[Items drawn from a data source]
****

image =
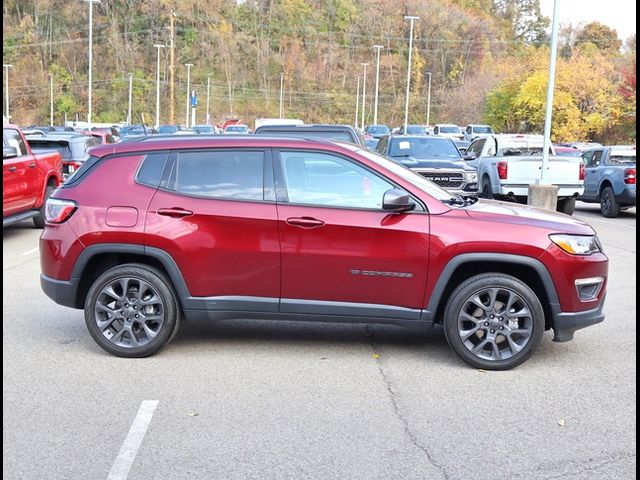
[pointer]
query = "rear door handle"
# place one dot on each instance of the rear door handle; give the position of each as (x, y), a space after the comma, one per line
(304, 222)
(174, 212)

****

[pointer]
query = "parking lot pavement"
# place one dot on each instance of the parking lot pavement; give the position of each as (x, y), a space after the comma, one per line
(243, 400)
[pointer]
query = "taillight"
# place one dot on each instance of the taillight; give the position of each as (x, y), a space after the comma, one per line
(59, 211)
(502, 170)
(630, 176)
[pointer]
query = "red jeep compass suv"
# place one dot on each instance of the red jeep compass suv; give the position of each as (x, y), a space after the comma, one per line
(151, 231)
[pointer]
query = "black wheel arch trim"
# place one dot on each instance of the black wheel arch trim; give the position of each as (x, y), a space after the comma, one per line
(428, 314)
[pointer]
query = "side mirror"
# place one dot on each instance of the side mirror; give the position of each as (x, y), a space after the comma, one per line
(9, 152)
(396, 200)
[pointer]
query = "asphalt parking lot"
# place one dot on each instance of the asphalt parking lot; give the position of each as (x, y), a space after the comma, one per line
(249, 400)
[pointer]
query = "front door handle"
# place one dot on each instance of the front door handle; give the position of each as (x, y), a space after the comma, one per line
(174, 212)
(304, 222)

****

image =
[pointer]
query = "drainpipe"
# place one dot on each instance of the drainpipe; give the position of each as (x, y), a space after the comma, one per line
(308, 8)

****

Report each line of the data above that contains the word "door", treating uppercase and lowercase letters as different.

query = "rear door handle"
# place one dot on each instance of the rear door handle; give the position of each as (x, y), a space after the comma, one per line
query = "front door handle"
# place one dot on each instance of the front door handle; give the position of each as (x, y), a space after the comma, one per line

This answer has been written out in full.